» **Records for processing**

__________

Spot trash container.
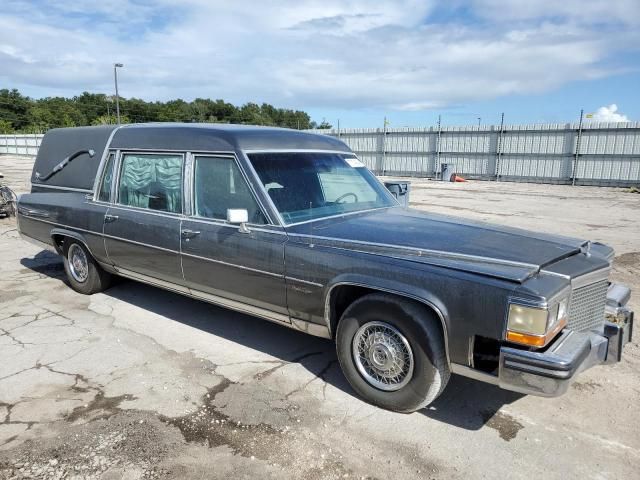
[384,182,411,207]
[440,163,456,182]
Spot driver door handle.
[181,228,200,238]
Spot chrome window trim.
[111,149,187,217]
[33,183,92,193]
[91,125,123,198]
[242,148,400,228]
[241,150,285,226]
[242,148,357,158]
[184,216,286,235]
[91,150,118,205]
[285,205,400,229]
[107,147,235,155]
[324,282,451,365]
[188,152,277,228]
[109,203,184,218]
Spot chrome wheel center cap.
[352,321,414,392]
[369,343,396,370]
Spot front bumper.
[498,287,633,397]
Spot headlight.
[506,298,568,347]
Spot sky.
[0,0,640,128]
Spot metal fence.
[313,122,640,186]
[0,134,44,155]
[0,122,640,186]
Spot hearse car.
[18,124,633,412]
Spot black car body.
[18,124,633,411]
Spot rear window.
[118,153,184,213]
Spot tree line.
[0,89,331,134]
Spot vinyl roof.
[111,123,350,151]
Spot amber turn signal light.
[506,320,567,347]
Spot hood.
[288,208,586,282]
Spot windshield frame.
[242,148,400,228]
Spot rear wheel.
[63,238,111,295]
[336,293,451,413]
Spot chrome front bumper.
[498,285,633,397]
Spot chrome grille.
[568,280,609,332]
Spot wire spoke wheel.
[67,243,89,283]
[352,322,414,392]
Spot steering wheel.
[334,192,358,203]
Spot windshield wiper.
[36,150,96,182]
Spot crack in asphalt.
[253,352,324,380]
[285,360,338,400]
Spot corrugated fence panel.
[5,127,640,186]
[0,134,43,155]
[317,121,640,186]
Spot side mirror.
[227,208,249,233]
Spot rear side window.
[194,156,267,225]
[118,153,184,213]
[98,153,115,202]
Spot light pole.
[113,63,124,125]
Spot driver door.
[181,155,289,322]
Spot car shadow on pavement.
[422,375,524,430]
[20,251,522,430]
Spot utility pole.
[113,63,124,125]
[435,115,442,180]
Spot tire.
[336,293,451,413]
[63,238,111,295]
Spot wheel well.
[329,285,449,348]
[51,233,67,255]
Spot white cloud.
[0,0,640,110]
[591,103,629,122]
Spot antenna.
[309,202,314,248]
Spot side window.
[98,153,115,202]
[193,156,267,224]
[118,153,183,213]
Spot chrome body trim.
[287,232,538,269]
[284,275,324,288]
[116,269,331,338]
[182,252,284,278]
[21,217,284,276]
[18,230,59,255]
[324,282,451,365]
[451,363,500,385]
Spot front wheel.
[336,293,451,413]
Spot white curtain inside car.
[119,154,183,213]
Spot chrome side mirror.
[227,208,250,233]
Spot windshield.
[249,152,397,224]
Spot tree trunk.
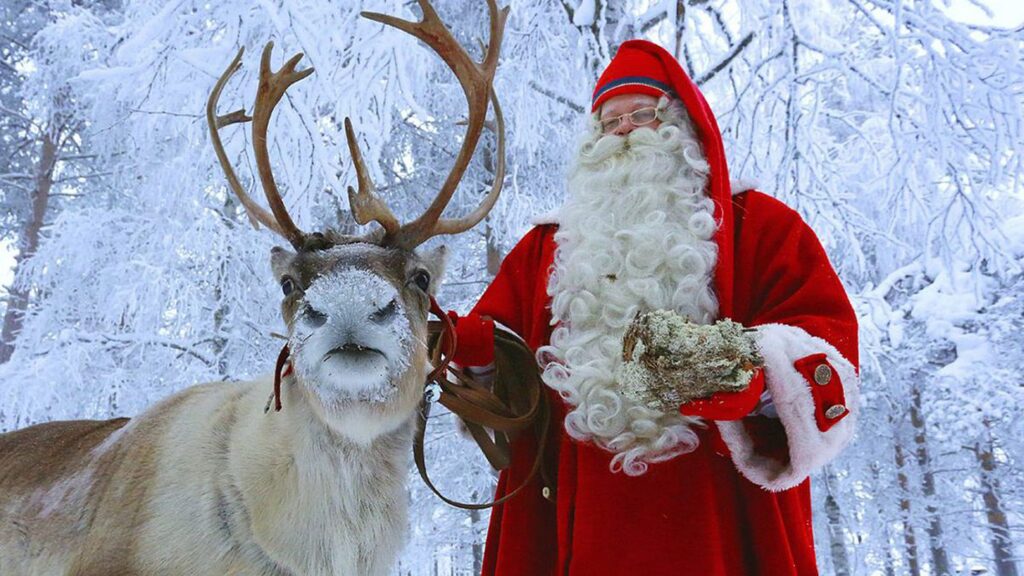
[974,430,1020,576]
[910,383,952,576]
[824,466,852,576]
[0,132,57,364]
[895,434,921,576]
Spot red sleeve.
[456,227,550,366]
[716,192,859,490]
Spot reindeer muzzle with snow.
[0,0,508,576]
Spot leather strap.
[413,298,554,509]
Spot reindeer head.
[207,0,508,439]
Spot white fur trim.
[729,178,759,196]
[715,324,860,492]
[529,209,558,225]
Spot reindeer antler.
[345,0,509,249]
[206,42,313,249]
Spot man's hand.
[617,311,764,419]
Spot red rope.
[273,344,292,412]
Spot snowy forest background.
[0,0,1024,576]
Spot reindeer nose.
[370,298,398,323]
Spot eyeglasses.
[601,106,658,134]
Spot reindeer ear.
[420,245,447,294]
[270,246,295,281]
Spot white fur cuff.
[715,324,860,492]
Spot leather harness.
[267,296,555,509]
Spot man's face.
[599,94,662,136]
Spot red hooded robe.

__________

Rewrite the rows from the line containing "Spot headlight." through the line containing "[568,280,609,332]", shifting every bounding-box coordinate by adding 114 and leaving all other text unchanged.

Spot headlight.
[620,412,682,461]
Spot sky.
[114,114,754,242]
Spot metal fence.
[427,236,754,300]
[114,248,158,269]
[114,236,754,300]
Spot hearse car.
[132,238,747,526]
Spot black car body.
[132,238,747,525]
Spot rear window.
[232,267,298,327]
Spot tree line.
[114,203,445,248]
Spot vinyl roof.
[225,237,464,265]
Spot amber turn signal light.
[620,434,681,461]
Spot hood.
[402,322,700,396]
Spot windshield frame.
[356,262,514,342]
Spot rear wheel.
[177,352,225,409]
[450,407,565,527]
Spot chrome front bumper.
[612,399,747,511]
Spot chrome grille.
[682,394,723,446]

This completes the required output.